Labeled region records
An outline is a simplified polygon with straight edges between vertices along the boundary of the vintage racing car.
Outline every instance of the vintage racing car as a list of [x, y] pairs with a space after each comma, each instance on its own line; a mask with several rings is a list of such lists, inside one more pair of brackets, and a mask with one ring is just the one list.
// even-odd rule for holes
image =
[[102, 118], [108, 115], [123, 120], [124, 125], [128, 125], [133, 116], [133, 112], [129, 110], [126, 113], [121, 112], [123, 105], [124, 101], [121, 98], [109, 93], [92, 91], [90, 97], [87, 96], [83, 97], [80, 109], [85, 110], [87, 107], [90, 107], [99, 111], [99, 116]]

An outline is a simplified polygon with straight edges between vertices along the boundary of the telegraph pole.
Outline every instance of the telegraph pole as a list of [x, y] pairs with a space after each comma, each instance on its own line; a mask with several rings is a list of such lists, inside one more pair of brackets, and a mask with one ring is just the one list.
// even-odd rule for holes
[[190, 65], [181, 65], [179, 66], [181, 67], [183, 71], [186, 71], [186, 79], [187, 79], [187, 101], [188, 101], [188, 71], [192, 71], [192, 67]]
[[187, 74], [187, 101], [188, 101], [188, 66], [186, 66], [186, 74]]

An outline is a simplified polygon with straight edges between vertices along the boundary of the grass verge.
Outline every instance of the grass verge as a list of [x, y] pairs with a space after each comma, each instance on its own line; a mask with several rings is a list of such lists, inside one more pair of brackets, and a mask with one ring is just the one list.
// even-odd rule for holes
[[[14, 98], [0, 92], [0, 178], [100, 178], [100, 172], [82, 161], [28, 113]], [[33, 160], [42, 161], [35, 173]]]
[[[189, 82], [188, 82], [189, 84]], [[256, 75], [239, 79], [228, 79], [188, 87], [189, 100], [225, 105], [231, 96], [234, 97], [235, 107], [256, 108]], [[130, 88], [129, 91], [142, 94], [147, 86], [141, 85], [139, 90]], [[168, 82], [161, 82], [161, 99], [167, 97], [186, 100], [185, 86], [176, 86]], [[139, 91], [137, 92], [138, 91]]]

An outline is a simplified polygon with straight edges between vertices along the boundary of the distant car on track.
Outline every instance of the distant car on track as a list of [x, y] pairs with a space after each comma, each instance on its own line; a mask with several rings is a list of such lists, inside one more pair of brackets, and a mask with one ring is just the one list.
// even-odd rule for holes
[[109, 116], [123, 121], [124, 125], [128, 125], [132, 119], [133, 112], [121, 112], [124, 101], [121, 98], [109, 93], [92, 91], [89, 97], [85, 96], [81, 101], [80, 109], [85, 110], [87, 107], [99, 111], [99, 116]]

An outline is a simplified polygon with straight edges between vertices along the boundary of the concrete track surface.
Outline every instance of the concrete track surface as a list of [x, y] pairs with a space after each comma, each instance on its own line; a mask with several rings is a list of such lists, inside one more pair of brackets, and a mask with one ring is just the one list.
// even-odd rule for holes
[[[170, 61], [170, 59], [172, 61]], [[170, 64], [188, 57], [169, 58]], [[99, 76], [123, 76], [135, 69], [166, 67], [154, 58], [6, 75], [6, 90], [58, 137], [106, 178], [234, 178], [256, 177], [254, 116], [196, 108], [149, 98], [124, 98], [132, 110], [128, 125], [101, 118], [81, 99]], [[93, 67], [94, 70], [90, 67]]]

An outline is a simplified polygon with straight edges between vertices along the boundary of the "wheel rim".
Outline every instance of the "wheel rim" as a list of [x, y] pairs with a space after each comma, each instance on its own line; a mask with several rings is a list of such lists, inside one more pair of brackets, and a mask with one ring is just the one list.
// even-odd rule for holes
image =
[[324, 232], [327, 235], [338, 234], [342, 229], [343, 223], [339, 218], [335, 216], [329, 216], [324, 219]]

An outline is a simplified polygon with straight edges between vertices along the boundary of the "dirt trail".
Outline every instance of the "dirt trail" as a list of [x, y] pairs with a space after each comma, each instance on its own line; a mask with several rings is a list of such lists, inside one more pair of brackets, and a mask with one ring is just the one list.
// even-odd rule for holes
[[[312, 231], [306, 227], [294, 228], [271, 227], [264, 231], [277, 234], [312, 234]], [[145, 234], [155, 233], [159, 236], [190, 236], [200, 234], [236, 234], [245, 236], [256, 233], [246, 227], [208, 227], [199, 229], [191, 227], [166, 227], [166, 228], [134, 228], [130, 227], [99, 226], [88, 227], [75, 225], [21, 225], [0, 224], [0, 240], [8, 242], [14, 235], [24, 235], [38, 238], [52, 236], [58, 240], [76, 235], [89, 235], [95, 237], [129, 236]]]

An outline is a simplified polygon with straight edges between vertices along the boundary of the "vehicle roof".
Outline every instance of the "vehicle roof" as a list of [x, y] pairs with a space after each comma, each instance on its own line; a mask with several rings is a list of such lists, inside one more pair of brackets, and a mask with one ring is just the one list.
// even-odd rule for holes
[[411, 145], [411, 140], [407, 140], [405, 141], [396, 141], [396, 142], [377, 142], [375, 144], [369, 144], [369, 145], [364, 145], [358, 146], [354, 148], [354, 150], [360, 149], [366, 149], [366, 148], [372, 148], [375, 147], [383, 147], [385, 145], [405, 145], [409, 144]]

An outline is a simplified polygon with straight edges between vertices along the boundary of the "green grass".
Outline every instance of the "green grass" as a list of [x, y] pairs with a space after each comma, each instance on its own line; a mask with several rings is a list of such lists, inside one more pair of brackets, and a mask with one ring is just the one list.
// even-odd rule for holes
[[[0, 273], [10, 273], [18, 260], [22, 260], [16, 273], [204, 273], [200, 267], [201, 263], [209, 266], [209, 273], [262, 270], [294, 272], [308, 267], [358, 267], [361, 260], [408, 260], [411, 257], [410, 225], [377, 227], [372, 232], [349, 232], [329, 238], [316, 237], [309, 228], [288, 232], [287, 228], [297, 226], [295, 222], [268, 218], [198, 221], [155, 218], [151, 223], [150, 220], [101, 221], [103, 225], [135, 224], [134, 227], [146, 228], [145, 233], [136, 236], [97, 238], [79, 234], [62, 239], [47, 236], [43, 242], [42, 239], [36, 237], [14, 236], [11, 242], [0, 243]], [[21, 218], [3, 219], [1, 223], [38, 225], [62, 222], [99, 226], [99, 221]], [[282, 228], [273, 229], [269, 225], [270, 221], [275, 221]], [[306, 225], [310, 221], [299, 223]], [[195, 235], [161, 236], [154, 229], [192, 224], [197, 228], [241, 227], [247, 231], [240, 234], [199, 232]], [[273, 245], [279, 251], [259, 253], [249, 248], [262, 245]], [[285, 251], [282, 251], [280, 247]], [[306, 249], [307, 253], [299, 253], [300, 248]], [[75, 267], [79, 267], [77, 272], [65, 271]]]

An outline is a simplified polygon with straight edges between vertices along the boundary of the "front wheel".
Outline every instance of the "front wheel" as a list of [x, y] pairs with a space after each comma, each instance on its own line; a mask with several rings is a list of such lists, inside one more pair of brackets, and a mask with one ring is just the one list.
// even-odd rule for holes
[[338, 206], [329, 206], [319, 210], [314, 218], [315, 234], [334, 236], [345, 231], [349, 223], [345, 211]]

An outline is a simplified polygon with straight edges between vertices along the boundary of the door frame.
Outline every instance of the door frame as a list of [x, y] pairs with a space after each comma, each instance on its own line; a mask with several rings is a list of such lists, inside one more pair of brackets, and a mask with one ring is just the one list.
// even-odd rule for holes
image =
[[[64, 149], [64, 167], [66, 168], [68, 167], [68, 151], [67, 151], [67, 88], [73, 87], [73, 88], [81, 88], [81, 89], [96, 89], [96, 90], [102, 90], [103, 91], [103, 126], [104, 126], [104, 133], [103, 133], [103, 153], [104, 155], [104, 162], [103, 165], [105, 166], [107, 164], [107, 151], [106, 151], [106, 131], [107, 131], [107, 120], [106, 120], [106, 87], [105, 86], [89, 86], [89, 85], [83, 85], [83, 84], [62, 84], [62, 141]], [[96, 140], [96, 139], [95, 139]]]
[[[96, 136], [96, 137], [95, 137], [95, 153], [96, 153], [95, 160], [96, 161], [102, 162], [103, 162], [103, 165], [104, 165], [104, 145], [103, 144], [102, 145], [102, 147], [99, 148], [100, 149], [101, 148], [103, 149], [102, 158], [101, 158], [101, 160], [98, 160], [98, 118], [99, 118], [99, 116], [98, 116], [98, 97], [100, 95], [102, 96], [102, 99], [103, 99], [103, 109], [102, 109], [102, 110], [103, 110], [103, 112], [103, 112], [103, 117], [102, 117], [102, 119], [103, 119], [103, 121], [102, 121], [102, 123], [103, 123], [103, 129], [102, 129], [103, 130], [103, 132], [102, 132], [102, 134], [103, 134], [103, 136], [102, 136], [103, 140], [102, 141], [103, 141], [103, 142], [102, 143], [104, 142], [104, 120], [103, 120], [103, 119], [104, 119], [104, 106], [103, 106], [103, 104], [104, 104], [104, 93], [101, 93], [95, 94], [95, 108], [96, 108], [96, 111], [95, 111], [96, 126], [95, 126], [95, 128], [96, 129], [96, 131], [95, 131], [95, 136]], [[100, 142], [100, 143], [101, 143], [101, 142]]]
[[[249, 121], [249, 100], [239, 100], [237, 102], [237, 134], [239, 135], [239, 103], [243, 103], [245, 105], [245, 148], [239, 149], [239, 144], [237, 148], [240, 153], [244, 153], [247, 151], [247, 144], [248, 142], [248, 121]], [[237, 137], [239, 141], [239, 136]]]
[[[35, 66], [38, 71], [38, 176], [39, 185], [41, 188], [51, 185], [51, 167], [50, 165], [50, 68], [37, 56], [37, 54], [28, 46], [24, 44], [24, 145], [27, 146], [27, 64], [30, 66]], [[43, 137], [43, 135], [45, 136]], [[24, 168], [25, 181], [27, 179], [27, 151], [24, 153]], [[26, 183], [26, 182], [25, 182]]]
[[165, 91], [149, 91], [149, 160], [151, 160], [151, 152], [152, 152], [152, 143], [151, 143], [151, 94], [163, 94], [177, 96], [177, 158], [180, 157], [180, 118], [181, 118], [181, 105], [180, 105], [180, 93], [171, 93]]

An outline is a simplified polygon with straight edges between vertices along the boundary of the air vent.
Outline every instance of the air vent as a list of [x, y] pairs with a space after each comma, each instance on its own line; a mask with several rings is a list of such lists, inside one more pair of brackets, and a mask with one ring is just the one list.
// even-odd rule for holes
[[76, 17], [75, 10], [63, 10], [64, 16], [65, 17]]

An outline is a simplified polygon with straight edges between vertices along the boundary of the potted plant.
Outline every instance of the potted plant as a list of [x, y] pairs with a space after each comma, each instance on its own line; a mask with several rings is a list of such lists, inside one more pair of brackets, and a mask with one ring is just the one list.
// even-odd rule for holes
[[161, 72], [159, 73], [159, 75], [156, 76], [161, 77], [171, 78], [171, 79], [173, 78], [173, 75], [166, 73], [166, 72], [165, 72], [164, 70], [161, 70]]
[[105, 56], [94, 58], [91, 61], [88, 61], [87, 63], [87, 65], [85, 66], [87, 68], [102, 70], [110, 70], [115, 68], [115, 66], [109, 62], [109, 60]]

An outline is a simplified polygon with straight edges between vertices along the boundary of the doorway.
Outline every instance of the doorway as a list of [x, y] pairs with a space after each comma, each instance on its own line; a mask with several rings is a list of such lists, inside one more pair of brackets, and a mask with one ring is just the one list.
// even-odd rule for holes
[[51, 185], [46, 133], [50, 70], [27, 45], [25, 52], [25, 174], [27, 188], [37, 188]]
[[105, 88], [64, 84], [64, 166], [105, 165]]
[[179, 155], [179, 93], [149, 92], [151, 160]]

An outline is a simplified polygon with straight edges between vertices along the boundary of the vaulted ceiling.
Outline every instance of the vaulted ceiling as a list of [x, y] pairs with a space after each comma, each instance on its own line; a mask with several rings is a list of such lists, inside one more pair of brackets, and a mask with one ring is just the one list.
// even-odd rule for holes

--

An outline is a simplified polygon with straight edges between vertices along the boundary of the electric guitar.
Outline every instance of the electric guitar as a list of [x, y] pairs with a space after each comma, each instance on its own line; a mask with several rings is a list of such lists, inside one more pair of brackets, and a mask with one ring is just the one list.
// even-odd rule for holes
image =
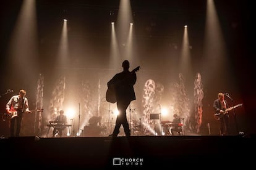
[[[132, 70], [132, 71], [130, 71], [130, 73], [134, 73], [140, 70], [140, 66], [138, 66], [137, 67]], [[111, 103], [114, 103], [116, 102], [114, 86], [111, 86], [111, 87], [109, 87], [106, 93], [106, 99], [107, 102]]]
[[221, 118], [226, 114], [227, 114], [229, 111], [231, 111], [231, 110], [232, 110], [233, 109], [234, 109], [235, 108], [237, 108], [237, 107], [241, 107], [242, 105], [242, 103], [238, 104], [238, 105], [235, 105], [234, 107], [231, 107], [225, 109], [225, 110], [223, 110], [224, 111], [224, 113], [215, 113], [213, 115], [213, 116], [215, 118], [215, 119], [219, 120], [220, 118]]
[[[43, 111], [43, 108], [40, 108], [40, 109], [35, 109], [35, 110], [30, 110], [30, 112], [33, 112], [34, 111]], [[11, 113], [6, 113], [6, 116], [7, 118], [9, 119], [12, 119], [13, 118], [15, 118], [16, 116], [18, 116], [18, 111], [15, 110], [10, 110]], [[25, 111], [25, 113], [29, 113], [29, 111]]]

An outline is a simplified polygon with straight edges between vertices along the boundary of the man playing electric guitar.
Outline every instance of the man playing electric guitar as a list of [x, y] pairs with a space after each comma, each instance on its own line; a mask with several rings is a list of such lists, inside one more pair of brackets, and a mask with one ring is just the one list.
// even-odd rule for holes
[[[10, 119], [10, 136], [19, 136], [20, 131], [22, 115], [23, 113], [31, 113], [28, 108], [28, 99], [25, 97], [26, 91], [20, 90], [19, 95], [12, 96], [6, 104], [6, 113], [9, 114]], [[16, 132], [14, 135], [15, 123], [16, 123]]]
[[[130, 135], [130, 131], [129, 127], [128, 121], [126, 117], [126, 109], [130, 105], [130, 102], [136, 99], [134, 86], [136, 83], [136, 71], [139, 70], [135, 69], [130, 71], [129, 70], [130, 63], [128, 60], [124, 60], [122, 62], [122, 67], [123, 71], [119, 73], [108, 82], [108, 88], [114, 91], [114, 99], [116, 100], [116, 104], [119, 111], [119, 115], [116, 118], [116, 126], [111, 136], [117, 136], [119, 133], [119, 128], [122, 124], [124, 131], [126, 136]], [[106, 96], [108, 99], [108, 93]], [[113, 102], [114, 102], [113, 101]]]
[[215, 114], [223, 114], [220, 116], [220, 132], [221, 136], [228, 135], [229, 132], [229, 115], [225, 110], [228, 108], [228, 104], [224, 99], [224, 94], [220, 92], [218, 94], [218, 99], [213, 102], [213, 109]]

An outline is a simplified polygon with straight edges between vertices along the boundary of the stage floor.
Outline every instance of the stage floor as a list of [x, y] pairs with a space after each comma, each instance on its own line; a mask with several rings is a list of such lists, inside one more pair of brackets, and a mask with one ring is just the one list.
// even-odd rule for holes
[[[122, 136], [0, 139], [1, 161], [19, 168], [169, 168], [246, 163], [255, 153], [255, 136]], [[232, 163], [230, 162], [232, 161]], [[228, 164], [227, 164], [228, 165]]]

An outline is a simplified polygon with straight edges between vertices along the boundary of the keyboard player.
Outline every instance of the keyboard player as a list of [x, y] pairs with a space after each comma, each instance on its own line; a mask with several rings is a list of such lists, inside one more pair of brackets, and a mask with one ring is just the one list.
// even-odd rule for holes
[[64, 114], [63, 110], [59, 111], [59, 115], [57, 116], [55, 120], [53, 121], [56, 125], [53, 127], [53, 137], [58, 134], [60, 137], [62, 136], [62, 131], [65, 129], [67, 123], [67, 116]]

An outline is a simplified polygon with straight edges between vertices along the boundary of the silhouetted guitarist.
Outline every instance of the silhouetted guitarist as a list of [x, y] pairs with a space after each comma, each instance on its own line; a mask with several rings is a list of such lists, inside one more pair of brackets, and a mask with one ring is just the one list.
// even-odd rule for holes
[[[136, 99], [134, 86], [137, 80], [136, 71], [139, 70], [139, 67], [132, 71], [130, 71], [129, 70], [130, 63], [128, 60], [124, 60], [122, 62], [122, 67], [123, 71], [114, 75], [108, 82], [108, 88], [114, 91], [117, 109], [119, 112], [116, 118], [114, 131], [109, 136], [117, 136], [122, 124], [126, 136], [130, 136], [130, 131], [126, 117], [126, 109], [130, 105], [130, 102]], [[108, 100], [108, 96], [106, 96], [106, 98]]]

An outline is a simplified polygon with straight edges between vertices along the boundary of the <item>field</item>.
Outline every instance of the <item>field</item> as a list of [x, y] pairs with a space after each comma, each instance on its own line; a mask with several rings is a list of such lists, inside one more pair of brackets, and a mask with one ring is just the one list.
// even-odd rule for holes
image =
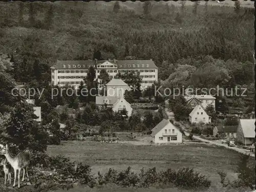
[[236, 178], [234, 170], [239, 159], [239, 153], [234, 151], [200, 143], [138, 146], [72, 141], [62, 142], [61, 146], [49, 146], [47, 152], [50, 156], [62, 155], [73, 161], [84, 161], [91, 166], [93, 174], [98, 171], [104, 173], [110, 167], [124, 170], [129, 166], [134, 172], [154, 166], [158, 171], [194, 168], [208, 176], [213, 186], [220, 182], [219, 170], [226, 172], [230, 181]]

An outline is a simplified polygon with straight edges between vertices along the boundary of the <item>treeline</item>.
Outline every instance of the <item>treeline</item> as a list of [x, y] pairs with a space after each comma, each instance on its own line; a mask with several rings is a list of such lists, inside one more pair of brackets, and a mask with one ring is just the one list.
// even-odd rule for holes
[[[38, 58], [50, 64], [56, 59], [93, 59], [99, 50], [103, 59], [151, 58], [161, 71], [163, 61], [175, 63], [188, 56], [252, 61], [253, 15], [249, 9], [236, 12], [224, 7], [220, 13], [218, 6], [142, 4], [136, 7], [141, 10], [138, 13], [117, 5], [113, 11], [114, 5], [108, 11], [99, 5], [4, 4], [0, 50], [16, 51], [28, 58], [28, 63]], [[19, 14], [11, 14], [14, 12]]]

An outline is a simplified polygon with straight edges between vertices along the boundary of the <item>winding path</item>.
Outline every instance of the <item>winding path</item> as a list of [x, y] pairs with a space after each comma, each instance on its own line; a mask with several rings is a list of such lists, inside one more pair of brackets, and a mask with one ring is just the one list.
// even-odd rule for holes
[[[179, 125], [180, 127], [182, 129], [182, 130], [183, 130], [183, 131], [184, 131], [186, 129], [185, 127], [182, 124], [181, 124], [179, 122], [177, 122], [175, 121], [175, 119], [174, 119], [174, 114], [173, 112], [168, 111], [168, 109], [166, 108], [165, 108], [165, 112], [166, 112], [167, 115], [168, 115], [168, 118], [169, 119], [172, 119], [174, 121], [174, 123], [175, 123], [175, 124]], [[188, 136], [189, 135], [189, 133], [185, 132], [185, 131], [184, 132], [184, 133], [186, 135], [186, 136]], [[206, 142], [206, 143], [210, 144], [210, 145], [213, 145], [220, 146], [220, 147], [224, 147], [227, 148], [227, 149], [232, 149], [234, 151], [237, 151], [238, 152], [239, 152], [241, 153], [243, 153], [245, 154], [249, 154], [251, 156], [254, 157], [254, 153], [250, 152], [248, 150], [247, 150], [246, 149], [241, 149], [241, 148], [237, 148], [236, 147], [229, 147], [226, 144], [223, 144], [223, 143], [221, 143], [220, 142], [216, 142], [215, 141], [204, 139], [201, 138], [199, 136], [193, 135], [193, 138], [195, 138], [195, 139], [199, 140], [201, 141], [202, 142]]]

= What is being asked =
Render as a numbered list the lines beginning at the line that has "vintage racing car." and stopping after the line that has "[90, 107], [99, 111], [99, 116]]", with any blank lines omitted.

= Result of the task =
1. An outline is a simplified polygon with straight edges between vertices along the boundary of the vintage racing car.
2. Outline every instance of the vintage racing car as a list of [x, y] pairs with a space after each comma, each instance on its own line; a mask with several rings is a list of such lists, inside one more pair of brackets, and a mask with one ring is just the one list.
3. // even-odd rule for holes
4. image =
5. [[102, 118], [108, 115], [123, 120], [124, 125], [128, 125], [133, 116], [133, 112], [129, 110], [126, 113], [121, 112], [123, 105], [124, 101], [121, 98], [109, 93], [92, 91], [90, 97], [87, 96], [83, 97], [80, 109], [85, 110], [87, 107], [90, 107], [99, 111], [99, 116]]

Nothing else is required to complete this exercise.